#### [EXERCISE TASK]
Count the lines in the items below that contain the word "flower", and give only that number.

#### [DATA EXTRACT]
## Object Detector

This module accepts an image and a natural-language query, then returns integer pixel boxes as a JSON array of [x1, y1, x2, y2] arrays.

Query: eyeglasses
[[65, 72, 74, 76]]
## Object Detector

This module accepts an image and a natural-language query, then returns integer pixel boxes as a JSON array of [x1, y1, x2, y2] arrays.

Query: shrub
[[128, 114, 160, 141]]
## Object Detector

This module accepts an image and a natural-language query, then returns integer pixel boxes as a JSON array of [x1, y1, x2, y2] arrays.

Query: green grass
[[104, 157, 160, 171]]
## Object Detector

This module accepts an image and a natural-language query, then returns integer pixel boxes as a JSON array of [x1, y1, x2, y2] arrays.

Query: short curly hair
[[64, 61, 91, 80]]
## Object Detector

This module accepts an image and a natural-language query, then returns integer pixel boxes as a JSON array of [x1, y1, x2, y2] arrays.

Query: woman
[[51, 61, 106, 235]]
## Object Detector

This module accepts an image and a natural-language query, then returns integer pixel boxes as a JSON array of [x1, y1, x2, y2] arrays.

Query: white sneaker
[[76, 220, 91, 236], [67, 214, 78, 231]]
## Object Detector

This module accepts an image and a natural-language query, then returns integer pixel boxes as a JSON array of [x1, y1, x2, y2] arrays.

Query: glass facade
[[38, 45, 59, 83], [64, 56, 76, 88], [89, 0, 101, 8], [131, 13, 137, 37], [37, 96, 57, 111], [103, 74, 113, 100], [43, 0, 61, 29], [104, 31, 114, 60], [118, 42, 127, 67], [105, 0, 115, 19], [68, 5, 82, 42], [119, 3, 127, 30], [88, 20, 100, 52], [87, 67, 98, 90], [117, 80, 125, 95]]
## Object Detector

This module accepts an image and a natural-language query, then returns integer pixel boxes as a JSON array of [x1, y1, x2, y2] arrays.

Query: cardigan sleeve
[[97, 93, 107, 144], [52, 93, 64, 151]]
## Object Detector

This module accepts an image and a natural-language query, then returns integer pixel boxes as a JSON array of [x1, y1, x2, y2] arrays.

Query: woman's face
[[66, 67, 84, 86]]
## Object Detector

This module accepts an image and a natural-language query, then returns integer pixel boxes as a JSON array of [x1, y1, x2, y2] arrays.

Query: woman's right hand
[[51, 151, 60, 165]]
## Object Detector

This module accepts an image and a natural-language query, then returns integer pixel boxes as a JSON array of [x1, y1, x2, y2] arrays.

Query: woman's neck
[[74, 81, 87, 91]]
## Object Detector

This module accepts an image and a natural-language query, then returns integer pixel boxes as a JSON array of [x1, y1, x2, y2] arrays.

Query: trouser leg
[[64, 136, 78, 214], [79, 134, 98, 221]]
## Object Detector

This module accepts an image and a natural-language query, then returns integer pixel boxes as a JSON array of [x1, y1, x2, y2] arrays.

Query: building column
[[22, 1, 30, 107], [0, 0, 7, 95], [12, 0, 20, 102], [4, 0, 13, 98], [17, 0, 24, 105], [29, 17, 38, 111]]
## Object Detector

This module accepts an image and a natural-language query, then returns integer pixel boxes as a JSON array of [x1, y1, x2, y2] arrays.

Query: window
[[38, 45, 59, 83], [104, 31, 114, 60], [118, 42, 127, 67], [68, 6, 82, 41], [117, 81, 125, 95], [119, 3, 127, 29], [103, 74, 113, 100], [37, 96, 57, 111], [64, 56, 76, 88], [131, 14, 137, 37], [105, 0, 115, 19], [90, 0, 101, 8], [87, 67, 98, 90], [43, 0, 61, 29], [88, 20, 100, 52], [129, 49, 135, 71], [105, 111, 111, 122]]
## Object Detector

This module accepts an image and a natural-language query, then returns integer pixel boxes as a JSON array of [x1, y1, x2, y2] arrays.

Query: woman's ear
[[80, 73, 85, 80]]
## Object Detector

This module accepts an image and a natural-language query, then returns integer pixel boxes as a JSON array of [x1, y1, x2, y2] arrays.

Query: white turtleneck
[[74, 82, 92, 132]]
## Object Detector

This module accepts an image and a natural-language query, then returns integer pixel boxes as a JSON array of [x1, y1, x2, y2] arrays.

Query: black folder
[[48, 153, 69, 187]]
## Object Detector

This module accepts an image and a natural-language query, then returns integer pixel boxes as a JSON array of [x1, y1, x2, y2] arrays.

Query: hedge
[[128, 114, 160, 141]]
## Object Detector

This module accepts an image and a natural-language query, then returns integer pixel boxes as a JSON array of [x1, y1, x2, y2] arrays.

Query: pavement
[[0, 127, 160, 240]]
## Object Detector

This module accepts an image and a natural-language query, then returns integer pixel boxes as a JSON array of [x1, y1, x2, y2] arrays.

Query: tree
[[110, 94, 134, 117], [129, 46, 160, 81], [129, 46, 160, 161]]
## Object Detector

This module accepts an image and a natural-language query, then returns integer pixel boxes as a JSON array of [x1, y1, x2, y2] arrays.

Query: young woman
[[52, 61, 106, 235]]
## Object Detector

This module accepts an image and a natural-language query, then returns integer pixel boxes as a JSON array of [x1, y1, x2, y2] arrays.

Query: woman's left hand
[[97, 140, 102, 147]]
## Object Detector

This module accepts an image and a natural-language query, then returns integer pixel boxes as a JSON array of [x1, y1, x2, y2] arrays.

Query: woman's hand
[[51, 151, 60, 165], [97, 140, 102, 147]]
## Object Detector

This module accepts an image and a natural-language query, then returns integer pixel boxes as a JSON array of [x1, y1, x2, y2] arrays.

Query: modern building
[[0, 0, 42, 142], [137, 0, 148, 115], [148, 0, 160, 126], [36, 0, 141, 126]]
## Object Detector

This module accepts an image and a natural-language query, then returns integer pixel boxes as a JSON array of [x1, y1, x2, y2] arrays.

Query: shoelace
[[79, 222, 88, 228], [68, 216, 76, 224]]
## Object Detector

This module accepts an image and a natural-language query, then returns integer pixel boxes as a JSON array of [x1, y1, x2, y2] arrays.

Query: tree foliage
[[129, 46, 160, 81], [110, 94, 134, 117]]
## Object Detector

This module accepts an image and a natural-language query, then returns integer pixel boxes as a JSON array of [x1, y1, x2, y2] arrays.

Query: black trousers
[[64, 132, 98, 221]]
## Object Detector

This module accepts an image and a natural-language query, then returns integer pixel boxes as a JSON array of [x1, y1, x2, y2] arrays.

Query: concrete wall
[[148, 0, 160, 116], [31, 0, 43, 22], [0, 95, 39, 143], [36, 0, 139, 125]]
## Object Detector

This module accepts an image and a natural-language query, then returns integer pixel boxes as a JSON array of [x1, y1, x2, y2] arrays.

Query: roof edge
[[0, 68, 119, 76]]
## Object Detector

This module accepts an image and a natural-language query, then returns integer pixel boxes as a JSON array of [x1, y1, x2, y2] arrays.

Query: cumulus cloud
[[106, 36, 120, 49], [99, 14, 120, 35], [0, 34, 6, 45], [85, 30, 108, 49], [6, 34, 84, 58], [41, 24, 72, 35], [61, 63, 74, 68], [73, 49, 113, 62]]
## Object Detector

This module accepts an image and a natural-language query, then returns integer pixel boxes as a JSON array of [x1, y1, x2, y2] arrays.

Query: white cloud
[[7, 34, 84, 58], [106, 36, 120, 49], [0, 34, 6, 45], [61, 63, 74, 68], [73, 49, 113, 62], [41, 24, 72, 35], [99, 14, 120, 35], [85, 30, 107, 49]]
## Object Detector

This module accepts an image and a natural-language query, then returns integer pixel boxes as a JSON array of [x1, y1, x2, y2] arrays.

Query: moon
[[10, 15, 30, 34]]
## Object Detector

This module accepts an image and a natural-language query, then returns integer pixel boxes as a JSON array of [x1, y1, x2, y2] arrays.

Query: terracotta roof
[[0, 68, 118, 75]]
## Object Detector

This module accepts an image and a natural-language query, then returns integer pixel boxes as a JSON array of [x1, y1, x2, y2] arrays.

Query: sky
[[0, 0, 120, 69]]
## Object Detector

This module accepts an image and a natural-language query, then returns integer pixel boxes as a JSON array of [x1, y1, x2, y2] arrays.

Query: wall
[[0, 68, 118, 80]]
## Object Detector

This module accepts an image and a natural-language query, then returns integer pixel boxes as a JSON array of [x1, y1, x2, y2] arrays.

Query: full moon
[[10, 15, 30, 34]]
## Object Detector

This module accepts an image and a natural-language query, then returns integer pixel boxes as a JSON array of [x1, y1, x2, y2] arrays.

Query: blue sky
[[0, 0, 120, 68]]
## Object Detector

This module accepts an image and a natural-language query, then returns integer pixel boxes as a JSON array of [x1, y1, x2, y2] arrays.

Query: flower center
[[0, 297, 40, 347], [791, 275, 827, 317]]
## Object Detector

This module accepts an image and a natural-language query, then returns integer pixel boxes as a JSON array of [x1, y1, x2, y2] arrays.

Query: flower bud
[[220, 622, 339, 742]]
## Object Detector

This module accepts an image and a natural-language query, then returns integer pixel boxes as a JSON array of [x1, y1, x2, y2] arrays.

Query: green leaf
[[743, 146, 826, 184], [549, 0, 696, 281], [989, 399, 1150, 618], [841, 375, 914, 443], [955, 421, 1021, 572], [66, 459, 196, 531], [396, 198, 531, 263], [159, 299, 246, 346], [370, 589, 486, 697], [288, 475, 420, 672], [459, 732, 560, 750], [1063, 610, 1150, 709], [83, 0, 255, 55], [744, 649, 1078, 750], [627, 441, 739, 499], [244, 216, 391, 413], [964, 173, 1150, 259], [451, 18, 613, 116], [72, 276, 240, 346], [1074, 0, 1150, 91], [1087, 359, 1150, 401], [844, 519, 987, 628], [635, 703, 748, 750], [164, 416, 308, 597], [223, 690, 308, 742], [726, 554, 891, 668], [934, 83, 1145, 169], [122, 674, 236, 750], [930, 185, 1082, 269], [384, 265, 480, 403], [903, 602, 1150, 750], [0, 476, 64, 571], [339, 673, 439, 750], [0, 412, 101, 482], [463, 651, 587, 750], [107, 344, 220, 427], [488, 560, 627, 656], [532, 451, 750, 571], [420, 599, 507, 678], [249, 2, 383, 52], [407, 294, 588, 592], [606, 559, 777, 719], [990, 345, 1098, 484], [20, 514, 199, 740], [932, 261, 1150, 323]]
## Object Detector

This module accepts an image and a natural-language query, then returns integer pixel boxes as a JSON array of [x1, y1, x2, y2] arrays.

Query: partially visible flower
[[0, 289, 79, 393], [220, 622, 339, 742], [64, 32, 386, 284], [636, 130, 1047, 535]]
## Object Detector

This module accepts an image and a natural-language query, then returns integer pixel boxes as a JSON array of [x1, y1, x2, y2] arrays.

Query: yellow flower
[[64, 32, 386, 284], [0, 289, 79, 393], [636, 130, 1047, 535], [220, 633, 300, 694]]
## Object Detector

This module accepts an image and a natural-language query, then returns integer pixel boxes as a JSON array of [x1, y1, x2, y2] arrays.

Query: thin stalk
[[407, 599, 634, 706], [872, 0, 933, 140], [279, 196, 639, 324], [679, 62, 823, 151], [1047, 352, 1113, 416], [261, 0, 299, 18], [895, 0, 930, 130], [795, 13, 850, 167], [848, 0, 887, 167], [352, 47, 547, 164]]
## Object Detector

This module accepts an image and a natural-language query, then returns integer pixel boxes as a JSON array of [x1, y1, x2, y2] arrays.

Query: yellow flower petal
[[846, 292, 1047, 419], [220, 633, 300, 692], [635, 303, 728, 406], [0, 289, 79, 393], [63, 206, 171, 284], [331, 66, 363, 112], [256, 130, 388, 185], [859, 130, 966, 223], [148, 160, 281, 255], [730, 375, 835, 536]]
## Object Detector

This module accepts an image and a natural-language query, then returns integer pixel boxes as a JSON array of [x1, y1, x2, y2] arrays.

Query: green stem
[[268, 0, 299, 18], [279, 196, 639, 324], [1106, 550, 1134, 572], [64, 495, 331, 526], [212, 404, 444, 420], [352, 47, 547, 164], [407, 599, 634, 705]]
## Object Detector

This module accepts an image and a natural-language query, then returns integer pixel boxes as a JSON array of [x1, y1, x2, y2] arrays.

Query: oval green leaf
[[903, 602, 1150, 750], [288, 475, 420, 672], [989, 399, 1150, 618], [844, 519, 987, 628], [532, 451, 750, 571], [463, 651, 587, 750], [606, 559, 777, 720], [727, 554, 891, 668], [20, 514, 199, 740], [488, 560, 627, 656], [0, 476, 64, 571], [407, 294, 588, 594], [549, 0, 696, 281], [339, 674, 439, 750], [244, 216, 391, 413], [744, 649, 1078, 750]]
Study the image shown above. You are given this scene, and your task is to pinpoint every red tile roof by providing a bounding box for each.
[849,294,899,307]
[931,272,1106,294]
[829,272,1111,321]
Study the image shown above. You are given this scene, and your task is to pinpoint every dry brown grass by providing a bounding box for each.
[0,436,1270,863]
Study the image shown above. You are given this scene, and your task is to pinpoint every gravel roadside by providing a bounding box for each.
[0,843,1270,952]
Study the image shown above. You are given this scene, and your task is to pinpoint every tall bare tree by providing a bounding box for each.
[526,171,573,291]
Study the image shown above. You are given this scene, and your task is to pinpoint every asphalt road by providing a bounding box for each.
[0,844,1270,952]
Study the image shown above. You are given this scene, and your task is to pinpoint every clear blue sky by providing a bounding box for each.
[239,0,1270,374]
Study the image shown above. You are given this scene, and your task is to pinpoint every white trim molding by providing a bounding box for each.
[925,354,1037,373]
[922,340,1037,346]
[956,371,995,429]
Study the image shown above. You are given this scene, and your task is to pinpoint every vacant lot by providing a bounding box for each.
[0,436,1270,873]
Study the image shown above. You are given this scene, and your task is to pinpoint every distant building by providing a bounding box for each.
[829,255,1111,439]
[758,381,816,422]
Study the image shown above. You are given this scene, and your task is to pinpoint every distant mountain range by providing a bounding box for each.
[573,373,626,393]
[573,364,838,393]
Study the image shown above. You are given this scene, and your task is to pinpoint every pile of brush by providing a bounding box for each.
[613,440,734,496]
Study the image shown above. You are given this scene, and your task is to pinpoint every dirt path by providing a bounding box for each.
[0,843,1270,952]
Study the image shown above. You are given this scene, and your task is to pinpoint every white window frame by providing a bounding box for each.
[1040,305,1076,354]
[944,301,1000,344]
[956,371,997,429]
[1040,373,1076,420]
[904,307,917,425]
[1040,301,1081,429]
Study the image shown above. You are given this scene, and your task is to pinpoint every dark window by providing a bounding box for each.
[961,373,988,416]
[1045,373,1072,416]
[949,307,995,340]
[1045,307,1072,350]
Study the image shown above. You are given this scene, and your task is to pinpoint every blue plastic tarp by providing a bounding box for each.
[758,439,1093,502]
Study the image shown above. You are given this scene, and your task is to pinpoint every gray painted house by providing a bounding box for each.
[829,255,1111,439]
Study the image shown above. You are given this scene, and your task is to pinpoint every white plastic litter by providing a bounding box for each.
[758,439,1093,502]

#### [THE SOLUTION]
5